GOAL:
Drop every picture, then transcribe the remaining data exactly.

GIVEN DATA:

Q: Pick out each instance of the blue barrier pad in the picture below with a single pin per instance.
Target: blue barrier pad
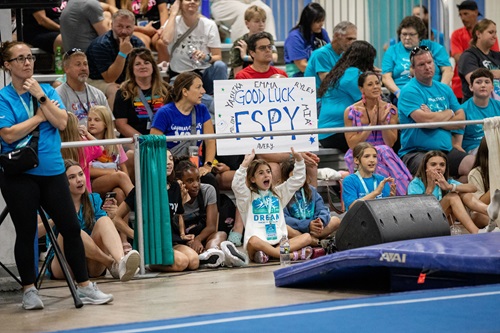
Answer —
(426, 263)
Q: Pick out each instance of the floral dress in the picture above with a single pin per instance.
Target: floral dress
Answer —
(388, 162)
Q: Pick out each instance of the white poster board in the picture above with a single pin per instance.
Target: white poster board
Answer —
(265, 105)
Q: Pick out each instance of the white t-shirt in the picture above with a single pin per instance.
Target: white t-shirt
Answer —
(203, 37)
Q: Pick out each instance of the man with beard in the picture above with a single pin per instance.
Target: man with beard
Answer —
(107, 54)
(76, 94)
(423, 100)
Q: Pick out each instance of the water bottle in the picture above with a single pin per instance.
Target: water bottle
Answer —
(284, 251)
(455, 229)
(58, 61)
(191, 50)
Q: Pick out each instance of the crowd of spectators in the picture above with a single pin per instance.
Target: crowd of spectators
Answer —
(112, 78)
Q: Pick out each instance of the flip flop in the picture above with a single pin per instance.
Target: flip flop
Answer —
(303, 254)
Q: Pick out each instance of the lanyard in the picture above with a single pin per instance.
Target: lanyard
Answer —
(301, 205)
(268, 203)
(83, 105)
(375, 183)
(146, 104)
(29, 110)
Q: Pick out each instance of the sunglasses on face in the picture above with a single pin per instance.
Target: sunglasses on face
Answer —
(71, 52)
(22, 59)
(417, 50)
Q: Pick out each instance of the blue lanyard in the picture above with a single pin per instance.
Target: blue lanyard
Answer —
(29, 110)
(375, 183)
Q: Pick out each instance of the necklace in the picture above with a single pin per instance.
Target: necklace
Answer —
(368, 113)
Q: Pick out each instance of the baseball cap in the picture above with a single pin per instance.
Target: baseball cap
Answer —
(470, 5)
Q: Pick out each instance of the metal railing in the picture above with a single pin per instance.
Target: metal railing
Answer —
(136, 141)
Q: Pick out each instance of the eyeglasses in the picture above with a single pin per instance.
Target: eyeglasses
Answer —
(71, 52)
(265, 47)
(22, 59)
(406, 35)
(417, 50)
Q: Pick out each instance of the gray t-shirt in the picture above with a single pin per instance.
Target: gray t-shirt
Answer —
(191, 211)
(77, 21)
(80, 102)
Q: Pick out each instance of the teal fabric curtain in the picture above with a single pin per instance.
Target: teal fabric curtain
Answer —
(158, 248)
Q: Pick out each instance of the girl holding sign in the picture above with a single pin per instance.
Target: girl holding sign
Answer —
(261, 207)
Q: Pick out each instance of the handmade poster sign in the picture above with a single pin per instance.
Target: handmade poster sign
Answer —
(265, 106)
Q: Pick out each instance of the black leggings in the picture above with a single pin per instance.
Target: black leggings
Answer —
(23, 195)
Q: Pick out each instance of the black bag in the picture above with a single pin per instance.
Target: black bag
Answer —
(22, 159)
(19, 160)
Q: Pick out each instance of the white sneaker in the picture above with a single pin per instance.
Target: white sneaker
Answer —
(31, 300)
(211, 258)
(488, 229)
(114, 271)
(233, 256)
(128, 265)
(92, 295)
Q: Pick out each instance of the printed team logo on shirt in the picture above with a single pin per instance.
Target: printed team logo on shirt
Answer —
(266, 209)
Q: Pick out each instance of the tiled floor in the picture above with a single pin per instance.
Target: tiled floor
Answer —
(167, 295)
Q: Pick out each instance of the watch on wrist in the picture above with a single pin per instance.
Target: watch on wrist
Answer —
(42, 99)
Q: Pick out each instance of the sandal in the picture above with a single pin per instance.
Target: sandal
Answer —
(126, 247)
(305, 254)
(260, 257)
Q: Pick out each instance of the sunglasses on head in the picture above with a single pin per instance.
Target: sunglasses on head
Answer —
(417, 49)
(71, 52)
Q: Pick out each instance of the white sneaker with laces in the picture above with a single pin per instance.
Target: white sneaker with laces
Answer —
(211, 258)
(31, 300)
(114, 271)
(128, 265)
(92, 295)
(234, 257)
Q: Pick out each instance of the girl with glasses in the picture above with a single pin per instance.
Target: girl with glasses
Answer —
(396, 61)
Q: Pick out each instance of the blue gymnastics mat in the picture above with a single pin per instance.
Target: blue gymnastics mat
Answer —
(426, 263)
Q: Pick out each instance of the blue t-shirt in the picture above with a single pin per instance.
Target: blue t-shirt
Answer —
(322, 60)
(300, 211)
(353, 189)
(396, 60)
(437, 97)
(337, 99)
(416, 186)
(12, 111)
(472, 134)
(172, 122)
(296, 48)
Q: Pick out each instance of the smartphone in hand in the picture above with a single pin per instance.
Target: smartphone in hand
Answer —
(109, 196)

CORRECT ANSWER:
Q: Pick out each instance of the blue barrier pad in the picture below with a single pin per instance.
Target: blue barrier pad
Answer —
(426, 263)
Q: Pick out each instance of the floral dress in the picture above with a single pin per instance.
Target: floral dress
Answer —
(388, 162)
Q: Pick out each instance of the white poster board in the picture above with a single pin per instance.
Target: white poster board
Answer —
(265, 105)
Q: Pick out each instance of the white t-shirt in the picture above with a single pin per instance.
Target: white t-shirt
Answer —
(203, 37)
Q: Pick out each instance of the man with beard in the picture above with a single pin per instance.
Target: man with beard
Answer —
(107, 54)
(76, 94)
(423, 100)
Q: Pick out each instance of the water bottle in the picture above with a single pin per instance.
Target: water bottle
Answer —
(284, 251)
(455, 229)
(58, 61)
(191, 50)
Q: Pick out each instance of the crowd of spectators in the picture above with a single pin per instance.
Target: crowd of spectators
Answer —
(112, 78)
Q: Pick out each instance of the flip flop in the picture above with a single pin per instance.
Target: flip flop
Answer —
(303, 254)
Q: Pick out each instance of the lanyard in the picture above with a single pin per instance.
Target: lanyard
Answer —
(301, 205)
(268, 203)
(83, 105)
(375, 183)
(146, 104)
(29, 110)
Q: Pick out each instance of the sunglasses on face in the picture above with a single pin per instance.
Target: sunglasses on face
Answer —
(71, 52)
(22, 59)
(417, 50)
Q: Pick out each instance of the blue lanyard in the picture above with a single pin per instance.
Target: blue lanyard
Answer —
(29, 110)
(375, 183)
Q: Pick out each instance of the necklace in the picture above with a single pin per instance.
Target: necklace
Answer —
(368, 113)
Q: Pick out each instance of the baseball cap in the picture above with a single pin per instance.
Target: baseball cap
Answer —
(470, 5)
Q: Pick out each instance of the metal railing in the picture above with a single pin per instance.
Target: metal railing
Answer —
(136, 141)
Q: Pick out each instance of the eyeglasses in the picture above with a single pin per instance.
Target: eyeglasses
Answer —
(71, 52)
(265, 47)
(22, 59)
(406, 35)
(417, 50)
Q: Pick out each instance of the gray t-shirt in the picture above with a single pin per instance.
Target: gray t-shirt
Answer —
(191, 211)
(77, 21)
(80, 102)
Q: Pick out each instance of the teal fabric curtain in the picture above with a single pin per instance.
Target: teal fabric curtain
Answer —
(158, 248)
Q: Pick out each instance of the girl holding sign in the picture above with a single pin per instance.
Target: girl holding sign
Answer —
(261, 207)
Q: Pick out each instance of the handmade poster sign in the picture above with a single pin per instance.
Target: handmade poster sign
Answer —
(265, 106)
Q: Pick out each instance of the black leggings in the picture above with a single pin per instance.
Target: black leggings
Answer —
(23, 195)
Q: Pick out each instance of the black bag in the picture above with a single pin per instance.
Target: black bag
Answer —
(22, 159)
(19, 160)
Q: Pick out each instance of the white sneaker in the picture above with a single pin per instance.
Target: white sneaker
Answer —
(31, 300)
(211, 258)
(488, 229)
(114, 271)
(233, 256)
(128, 265)
(92, 295)
Q: Pick out each instance of the printed team logo on shirt in the picture above with a single pin per instance.
Target: printed team logo on shirt
Answer —
(266, 209)
Q: Pick out each instance of the tiled floor in the picture above with a single pin per instance.
Target: tiled floor
Answer —
(167, 295)
Q: Pick out each instance of the watch on wrist in the picture above with a single pin per instance.
Target: watch on wrist
Answer —
(42, 99)
Q: Pick out each instance of the sandal in the picture above with a single pin per instance.
Target: sandal
Answer —
(126, 247)
(305, 254)
(260, 257)
Q: Pick out each instance of the sunglasses on head in the picture above with a single pin per instance.
Target: sunglasses on head
Answer —
(417, 49)
(71, 52)
Q: Pick out each instance of the white sneaker with laces in the picture above with a single pin per instance.
Target: white sneaker with laces
Answer —
(211, 258)
(31, 300)
(114, 271)
(128, 265)
(92, 295)
(234, 257)
Q: Pick out each instance of the girl with glasses in the picture above with a single pin per instance.
Target: girl with glasses
Answer —
(396, 61)
Q: Pick out each instance of the blue gymnastics mat in the picture above with a single pin per instance.
Target: blue gymnastics mat
Answer —
(426, 263)
Q: Pick out each instance of the blue t-shirt in the picture above with a single pin per instance.
Target: blue t-shirt
Answer —
(322, 60)
(300, 211)
(353, 189)
(396, 60)
(437, 97)
(337, 99)
(416, 186)
(12, 111)
(472, 134)
(172, 122)
(296, 48)
Q: Pick out each instance of the smartphone in hand in the picture above with a single pin per instance.
Target: smartphone in hand
Answer —
(109, 196)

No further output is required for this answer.